### WORK REQUIRED
Repeat verbatim the part of the A. Philip Randolph passage below between "More than his" and "left is secure.", inclusive.

### TEXT SECTION
———
In the pantheon of twentieth century black leaders, few are more prominent than A. Philip Randolph. For half a century, he stood at the center of the struggle for black rights. The embodiment of the black protest tradition, Randolph was the architect of the World War II Double Victory campaign in which blacks struggled against Nazism abroad and racial discrimination at home. He threatened a march on Washington that resulted in the nation's first fair employment policy. A generation later, the Old Lion, as he was sometimes called, played a leading role in the Civil Rights Movement, including the famed March on Washington. Though W.E.B. Du Bois, Booker T. Washington, Martin Luther King, Jr., and Malcolm X were and are better known to the public, Randolph was as prominent as any other black leader between the wars. The NAACP's James Weldon Johnson and Walter White were of no greater stature.
More than his contemporaries, Randolph bridged the generations, exemplifying the traits associated with the New Negro, the generation that followed Washington and preceded the integrationists of the 1950s. He was the first to combine separate group organization with militant protest on behalf of inclusion. He pioneered organizing the masses rather than seeking the support of white elites. He forged the alliance between blacks and labor, a central element of the civil rights era. For this alone, his place in the history of the black left is secure.
Given his stature and his record of racial and labor radicalism, it may be news to some that A. Philip Randolph was also an immigration restrictionist. Certainly, it's not a part of his reputation. Indeed, Randolph's biographer, Jervis Anderson, ignored the forthright position Randolph took.1 Among modern national black leaders, Randolph was virtually alone on his immigration position. By exploring the nature and origin of Randolph's position on immigration we might gain a better understanding of both the pro-immigration and pro-restriction impulses among twentieth century national black leaders. I would like to argue that what made Randolph different was that he was a native-born labor leader in an age when labor was restrictionist.
The New Negro Black Leadership
Prior to World War I, the relative benefits of immigration restriction for African Americans were no more than conjecture. The experience of World War I, however, revealed how different black life could be if only there were fewer foreigners in the North. The war had curtailed their number while drawing blacks from cotton fields into Northern factories.
———
### PROVIDED MATERIAL
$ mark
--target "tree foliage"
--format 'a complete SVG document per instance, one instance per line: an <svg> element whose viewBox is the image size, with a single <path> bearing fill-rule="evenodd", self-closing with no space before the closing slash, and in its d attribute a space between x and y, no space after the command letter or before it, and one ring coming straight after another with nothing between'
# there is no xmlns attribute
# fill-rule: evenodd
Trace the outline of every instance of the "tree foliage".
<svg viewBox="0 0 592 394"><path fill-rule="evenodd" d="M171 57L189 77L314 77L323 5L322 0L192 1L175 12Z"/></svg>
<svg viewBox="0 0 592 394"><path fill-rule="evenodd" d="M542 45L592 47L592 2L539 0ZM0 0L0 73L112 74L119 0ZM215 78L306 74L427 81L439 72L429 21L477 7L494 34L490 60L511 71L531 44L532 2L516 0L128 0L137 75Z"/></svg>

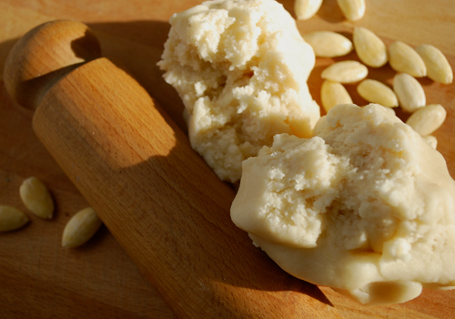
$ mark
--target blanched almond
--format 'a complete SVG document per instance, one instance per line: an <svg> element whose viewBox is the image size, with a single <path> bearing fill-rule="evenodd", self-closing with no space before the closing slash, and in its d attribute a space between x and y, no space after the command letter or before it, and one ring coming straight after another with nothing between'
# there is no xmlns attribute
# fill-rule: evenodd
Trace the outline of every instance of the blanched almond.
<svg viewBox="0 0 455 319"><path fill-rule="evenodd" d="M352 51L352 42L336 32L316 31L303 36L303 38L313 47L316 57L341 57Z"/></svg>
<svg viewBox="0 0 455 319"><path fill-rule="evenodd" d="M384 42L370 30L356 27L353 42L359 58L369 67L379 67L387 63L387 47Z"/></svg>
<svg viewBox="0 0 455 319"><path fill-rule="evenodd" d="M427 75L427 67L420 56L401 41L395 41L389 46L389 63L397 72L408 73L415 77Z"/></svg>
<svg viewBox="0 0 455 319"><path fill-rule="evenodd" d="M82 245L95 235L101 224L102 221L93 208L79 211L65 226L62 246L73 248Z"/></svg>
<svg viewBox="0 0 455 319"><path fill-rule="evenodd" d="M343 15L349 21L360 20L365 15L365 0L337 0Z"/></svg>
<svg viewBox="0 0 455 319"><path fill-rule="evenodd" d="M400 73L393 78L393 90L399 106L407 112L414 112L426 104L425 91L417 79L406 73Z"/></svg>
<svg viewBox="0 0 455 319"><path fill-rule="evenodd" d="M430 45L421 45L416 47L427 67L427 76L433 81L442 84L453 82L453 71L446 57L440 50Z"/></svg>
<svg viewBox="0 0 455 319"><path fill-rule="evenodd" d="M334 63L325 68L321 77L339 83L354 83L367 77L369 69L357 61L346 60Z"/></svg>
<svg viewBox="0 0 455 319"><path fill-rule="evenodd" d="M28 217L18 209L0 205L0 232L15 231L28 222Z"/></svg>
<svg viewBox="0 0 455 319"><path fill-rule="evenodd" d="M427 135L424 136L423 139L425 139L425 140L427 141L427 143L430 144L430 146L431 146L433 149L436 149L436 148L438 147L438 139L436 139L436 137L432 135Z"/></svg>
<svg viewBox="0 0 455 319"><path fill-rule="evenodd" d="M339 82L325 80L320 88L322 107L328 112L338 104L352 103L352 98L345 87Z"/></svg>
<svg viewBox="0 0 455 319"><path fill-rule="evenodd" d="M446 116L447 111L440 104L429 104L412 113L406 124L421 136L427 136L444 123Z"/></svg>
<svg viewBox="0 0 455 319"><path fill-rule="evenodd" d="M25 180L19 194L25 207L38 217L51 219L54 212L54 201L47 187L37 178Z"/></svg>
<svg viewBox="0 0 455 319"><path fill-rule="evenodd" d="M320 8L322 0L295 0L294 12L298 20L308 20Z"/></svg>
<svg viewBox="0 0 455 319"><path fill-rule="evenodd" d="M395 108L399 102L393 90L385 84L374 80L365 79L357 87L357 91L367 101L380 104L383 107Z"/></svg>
———
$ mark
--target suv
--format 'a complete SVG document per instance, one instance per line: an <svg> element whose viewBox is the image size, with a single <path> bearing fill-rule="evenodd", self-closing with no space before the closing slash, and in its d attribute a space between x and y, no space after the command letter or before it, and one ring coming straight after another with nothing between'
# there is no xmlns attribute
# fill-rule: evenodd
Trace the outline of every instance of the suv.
———
### EXERCISE RESPONSE
More than his contemporaries, Randolph bridged the generations, exemplifying the traits associated with the New Negro, the generation that followed Washington and preceded the integrationists of the 1950s. He was the first to combine separate group organization with militant protest on behalf of inclusion. He pioneered organizing the masses rather than seeking the support of white elites. He forged the alliance between blacks and labor, a central element of the civil rights era. For this alone, his place in the history of the black left is secure.